Ausgewählter Auszug
Wegen ihres Einsatzes für Plantagenar­bei­te­r:in­nen werden Gewerkschafterinnen eingeschüchtert. Die Gewerkschaft vermutet Bananenproduzenten dahinter.

Bei der Produktion von Bananen werden Menschen weltweit ausgebeutet Foto: Julian Stratenschulte/dpa

Die Nachrichten kamen per Whatsapp – wortgleich, zur selben Uhrzeit. Drei Gewerkschafterinnen haben in Ecuador wegen ihres Einsatzes für Ba­na­nen­ar­bei­te­r:in­nen Morddrohungen bekommen, mutmaßlich von einer Gruppe der organisierten Kriminalität.

Man solle sofort aufhören, die Arbeiter zu „belästigen“ und ihre Rechte zu verteidigen, steht in der Nachricht, die die Gewerkschaft veröffentlicht hat. Es folgen detaillierte Angaben über Wohnorte und die Familien der drei Frauen.

„Wir nehmen diese Bedrohung sehr ernst“, sagt Maricela Guzmán, eine der betroffenen Frauen. Sie und ihre Kolleginnen arbeiten seit mehreren Jahren für die Bananengewerkschaft ASTAC. Sie organisieren Ar­bei­te­r:in­nen auf den Plantagen, geben Schulungen, kritisieren Bananenunternehmer öffentlich. Mehrere Hunderttausend Menschen arbeiten in Ecuador auf Bananenplantagen, teils unter unmenschlichen Bedingungen.

Lange Zeit war Ecuador im Vergleich zu seinem Nachbar Kolumbien ein relativ friedliches Land. Doch seit einigen Jahren setzt sich auch dort die organisierte Kriminalität fest. Die Gruppen nutzen unter anderem die Häfen des Landes, um Kokain nach Europa oder die USA zu transportieren. Anfang August wurde der ecuadorianische Präsidentschaftskandidat Fernando Villavicencio in der Hautpstadt Quito auf offener Straße erschossen.

Aufgabenstellung
Prüfe, ob die folgenden Aussagen mit dem Text über die Drohungen gegen Gewerkschafterinnen in Ecuador übereinstimmen. Beantworte jede mit Ja oder Nein und zitiere wörtlich die entscheidende Stelle des Textes.
1. Die Drohungen wurden per E-Mail verschickt.
2. Maricela Guzmán arbeitet seit mehreren Jahren für die Bananengewerkschaft ASTAC.
3. Ecuador galt lange als friedlicher als sein Nachbar Kolumbien.
Die Datensätze stammen aus einer anderen Quelle.

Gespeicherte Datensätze

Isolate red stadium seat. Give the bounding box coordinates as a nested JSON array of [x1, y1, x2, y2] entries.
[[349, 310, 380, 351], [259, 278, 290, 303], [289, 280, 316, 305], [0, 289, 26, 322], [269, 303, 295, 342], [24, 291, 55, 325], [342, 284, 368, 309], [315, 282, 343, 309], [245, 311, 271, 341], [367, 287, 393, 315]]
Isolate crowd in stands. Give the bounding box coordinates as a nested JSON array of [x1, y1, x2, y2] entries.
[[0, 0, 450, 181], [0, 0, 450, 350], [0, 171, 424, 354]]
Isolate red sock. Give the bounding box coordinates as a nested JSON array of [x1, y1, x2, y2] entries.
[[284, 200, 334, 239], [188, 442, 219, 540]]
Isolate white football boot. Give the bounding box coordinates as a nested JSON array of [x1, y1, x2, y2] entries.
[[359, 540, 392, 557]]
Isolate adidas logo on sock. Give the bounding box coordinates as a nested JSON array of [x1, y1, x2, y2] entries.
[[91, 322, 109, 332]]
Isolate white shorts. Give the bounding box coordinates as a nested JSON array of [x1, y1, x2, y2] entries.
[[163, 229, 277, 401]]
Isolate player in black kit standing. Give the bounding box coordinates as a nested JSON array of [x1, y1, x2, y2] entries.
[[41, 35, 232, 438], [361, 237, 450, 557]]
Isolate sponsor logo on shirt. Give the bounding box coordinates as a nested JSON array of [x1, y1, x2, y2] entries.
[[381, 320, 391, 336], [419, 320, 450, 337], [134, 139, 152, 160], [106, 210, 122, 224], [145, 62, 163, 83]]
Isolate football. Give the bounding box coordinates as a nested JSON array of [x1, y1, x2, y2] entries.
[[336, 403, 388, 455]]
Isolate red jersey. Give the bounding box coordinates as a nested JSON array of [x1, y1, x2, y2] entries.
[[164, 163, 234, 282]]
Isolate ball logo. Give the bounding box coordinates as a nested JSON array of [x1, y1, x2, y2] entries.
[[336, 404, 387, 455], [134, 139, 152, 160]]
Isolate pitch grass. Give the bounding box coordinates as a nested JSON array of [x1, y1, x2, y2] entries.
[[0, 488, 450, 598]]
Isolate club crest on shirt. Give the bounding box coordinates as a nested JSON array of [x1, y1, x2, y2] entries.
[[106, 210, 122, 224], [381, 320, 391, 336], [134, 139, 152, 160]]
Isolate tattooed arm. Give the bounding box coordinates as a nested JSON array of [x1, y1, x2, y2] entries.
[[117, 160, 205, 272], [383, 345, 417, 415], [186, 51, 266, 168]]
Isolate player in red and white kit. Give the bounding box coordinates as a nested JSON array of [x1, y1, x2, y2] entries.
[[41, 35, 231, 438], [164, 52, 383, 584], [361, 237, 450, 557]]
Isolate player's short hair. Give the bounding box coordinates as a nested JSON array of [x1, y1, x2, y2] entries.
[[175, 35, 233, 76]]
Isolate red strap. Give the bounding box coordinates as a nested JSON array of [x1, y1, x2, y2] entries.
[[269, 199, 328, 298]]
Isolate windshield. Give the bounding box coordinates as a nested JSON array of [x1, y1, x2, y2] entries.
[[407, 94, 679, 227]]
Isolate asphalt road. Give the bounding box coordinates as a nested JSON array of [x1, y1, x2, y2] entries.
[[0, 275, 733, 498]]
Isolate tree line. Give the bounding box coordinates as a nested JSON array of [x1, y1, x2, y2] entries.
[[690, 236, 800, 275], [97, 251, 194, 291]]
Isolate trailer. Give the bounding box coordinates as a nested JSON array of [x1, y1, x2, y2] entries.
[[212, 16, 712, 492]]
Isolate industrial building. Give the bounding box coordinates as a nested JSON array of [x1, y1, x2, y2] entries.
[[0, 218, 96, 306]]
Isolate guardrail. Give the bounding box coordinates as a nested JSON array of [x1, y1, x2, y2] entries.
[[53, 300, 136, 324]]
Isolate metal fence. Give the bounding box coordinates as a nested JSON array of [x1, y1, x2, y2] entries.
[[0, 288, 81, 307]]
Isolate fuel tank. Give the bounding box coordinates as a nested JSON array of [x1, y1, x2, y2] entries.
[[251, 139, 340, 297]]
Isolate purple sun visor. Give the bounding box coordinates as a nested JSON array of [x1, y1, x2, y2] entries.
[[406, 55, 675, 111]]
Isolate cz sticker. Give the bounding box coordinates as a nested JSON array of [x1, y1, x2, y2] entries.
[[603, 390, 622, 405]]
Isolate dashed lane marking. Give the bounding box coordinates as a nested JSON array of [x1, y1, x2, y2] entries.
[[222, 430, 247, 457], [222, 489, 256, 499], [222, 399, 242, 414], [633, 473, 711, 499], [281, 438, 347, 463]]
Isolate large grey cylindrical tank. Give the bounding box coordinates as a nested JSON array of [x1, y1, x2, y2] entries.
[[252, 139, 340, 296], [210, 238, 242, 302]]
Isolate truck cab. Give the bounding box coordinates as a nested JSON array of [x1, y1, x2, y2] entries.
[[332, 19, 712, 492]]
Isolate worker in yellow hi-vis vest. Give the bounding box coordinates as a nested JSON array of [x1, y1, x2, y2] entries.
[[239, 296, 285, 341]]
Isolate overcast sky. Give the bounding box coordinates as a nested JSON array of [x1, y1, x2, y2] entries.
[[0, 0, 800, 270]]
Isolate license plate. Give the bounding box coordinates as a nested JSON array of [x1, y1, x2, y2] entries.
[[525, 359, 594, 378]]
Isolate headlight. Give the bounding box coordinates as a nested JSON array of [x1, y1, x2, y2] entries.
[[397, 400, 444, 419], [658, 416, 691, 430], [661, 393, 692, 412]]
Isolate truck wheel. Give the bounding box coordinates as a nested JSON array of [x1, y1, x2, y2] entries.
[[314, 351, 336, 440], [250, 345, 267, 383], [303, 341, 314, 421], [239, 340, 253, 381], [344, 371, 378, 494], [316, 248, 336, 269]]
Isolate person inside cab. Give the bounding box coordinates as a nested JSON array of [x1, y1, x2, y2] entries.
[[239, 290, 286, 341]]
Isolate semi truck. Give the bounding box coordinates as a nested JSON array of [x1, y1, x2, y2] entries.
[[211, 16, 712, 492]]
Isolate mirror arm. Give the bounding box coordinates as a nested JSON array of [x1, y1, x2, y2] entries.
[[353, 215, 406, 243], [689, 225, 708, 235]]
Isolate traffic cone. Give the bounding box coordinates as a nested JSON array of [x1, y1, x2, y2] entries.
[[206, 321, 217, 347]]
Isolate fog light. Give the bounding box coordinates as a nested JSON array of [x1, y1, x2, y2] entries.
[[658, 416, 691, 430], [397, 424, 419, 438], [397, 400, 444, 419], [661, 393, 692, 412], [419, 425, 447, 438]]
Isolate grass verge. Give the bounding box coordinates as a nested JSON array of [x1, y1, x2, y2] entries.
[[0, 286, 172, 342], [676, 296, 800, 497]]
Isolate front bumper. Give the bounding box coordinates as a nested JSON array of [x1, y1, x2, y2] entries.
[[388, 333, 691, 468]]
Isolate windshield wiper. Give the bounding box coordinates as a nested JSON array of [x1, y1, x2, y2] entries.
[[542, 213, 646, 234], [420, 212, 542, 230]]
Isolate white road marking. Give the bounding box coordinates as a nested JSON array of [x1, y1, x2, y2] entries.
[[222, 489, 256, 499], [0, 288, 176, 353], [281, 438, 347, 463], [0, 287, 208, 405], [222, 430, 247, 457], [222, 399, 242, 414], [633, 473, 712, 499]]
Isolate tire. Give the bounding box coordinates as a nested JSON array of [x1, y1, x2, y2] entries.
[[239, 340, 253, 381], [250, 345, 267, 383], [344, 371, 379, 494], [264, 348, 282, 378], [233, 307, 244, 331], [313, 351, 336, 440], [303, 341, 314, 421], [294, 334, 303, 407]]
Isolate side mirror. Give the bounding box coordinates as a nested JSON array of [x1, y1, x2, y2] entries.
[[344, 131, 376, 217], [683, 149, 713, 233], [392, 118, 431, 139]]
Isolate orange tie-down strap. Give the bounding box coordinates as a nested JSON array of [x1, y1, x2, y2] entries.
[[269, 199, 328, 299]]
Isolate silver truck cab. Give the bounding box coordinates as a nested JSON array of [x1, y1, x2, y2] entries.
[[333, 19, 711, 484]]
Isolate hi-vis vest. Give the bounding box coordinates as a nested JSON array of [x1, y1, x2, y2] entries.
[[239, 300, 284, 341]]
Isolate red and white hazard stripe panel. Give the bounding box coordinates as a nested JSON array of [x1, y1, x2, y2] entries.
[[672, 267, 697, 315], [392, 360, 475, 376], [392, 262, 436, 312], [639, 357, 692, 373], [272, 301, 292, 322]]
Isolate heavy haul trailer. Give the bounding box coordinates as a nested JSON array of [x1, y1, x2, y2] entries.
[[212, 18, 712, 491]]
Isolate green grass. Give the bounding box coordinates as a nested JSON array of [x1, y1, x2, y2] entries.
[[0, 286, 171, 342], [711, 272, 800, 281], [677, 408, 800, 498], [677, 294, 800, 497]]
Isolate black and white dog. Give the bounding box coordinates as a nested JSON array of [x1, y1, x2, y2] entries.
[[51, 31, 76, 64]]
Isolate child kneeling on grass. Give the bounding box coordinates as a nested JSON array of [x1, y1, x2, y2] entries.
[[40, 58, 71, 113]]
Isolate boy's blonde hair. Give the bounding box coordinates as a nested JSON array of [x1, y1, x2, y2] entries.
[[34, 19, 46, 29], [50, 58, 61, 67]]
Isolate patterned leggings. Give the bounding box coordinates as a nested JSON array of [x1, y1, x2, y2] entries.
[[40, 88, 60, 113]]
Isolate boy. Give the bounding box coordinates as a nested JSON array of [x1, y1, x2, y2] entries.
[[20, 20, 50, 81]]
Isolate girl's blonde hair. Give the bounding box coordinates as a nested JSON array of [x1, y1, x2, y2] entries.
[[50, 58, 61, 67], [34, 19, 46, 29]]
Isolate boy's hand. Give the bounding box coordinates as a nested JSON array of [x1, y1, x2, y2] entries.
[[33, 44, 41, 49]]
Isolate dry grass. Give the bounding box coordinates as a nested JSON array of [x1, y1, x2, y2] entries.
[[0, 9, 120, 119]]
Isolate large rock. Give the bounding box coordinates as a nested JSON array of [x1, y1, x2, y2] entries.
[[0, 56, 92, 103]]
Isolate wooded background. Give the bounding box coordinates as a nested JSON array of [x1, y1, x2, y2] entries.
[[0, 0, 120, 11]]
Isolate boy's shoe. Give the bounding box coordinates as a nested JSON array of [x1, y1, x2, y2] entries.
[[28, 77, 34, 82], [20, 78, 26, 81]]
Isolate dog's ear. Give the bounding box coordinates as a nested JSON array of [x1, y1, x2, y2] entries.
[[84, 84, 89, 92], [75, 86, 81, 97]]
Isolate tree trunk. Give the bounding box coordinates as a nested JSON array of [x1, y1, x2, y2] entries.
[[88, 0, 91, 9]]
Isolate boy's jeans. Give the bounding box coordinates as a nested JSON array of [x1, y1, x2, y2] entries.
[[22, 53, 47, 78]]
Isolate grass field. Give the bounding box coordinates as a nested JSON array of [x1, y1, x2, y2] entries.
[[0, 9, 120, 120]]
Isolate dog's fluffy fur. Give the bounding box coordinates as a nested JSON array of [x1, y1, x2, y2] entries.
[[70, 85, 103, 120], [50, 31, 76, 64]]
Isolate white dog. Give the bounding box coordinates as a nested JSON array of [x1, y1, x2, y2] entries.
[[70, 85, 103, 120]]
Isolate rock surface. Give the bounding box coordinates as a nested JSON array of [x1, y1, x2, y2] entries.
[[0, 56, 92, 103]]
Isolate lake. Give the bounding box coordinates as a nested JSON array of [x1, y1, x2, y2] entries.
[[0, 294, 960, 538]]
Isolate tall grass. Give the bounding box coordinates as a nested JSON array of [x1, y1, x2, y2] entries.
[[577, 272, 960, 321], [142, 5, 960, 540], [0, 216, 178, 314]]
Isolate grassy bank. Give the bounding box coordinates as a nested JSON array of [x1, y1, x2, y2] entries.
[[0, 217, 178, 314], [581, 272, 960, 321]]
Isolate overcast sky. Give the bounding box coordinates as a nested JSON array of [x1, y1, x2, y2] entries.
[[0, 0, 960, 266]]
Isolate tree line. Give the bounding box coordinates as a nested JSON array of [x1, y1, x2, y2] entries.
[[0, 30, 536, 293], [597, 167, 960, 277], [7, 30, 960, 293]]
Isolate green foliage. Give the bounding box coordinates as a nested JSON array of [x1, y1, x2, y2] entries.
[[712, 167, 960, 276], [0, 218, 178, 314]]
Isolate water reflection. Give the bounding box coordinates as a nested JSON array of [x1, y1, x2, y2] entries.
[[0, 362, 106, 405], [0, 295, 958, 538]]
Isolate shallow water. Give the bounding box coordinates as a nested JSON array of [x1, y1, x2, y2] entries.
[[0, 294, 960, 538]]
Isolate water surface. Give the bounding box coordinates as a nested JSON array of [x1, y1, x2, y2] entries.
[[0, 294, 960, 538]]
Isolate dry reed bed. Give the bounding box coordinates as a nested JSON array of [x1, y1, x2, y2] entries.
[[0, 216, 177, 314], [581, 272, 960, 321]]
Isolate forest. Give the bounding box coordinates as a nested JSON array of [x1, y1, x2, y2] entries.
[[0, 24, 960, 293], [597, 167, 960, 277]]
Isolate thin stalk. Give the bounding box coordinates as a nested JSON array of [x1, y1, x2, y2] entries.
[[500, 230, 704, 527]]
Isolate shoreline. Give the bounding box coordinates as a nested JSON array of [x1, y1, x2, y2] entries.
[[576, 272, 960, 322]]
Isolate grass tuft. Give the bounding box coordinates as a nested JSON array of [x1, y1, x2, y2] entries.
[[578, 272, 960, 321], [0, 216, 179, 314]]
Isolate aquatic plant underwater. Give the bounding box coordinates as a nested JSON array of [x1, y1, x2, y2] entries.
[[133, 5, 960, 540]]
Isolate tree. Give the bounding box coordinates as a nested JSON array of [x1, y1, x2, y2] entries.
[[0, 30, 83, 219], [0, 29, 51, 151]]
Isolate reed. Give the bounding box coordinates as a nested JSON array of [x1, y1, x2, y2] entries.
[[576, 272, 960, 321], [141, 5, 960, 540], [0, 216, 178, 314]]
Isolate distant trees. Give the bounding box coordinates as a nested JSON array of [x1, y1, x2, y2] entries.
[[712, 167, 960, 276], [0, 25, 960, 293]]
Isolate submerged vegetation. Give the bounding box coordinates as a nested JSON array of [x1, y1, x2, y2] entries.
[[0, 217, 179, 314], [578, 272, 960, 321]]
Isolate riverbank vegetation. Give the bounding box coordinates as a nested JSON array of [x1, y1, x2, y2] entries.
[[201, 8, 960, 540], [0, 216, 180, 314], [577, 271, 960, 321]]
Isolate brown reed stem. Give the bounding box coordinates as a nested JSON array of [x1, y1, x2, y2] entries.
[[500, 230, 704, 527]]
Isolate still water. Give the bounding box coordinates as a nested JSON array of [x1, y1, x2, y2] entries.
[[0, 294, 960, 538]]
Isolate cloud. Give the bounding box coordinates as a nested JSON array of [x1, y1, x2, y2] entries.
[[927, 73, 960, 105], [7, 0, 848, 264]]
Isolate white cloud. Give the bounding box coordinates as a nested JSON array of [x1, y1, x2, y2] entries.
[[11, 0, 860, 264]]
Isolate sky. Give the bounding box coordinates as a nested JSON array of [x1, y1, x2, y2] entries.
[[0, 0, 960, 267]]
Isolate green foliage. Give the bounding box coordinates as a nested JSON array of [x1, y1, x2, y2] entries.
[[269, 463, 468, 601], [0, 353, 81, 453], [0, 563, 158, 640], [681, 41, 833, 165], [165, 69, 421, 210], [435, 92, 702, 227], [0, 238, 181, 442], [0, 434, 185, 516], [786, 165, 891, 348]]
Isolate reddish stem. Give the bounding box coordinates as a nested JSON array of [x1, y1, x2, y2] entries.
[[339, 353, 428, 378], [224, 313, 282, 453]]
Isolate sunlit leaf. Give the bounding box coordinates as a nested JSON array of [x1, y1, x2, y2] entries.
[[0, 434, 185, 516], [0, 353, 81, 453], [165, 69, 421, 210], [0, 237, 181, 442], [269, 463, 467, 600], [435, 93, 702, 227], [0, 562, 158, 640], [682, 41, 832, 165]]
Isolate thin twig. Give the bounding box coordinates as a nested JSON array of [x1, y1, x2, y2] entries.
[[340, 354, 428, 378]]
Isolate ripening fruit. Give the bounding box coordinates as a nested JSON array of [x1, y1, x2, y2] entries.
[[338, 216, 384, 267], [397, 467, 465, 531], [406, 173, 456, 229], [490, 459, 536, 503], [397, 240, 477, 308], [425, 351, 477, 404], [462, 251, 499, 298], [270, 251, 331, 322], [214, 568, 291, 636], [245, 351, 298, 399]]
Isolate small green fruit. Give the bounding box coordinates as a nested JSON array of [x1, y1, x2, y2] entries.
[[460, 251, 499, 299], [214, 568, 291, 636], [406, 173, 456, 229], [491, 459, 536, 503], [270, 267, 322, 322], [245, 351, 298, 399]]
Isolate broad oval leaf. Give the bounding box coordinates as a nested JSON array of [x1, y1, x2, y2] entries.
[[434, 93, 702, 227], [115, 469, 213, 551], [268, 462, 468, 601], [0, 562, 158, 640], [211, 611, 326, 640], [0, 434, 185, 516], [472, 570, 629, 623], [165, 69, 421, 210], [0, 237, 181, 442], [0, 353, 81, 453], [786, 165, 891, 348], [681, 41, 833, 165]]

Ergebnis
1. Nein: „Die Nachrichten kamen per Whatsapp“
2. Ja: „Sie und ihre Kolleginnen arbeiten seit mehreren Jahren für die Bananengewerkschaft ASTAC.“
3. Ja: „Lange Zeit war Ecuador im Vergleich zu seinem Nachbar Kolumbien ein relativ friedliches Land.“